BEGIN ENTRIES PROVIDED

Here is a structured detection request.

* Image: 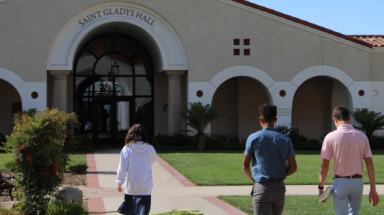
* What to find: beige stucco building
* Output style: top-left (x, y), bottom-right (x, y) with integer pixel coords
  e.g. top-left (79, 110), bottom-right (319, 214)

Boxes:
top-left (1, 0), bottom-right (383, 145)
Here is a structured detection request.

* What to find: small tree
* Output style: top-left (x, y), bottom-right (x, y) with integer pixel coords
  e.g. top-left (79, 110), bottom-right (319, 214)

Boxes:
top-left (350, 109), bottom-right (384, 142)
top-left (180, 102), bottom-right (225, 150)
top-left (4, 108), bottom-right (78, 215)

END ENTRIES PROVIDED

PROBLEM REQUIREMENTS ▸ Only an exact, picture-free copy of the entries counts as the answer.

RESULT ▸
Here is a structured detection request.

* Image: 
* What to find: beige stucco building
* Output style: top-left (x, y), bottom-right (x, y) with integer pixel coords
  e.g. top-left (79, 110), bottom-right (319, 214)

Boxes:
top-left (1, 0), bottom-right (383, 145)
Here is a structured detection request.

* What to find: small tree
* Output style: top-left (x, y), bottom-right (x, y) with integer pixel coords
  e.g. top-left (79, 110), bottom-right (319, 214)

Boxes:
top-left (350, 109), bottom-right (384, 142)
top-left (180, 102), bottom-right (225, 150)
top-left (4, 108), bottom-right (78, 215)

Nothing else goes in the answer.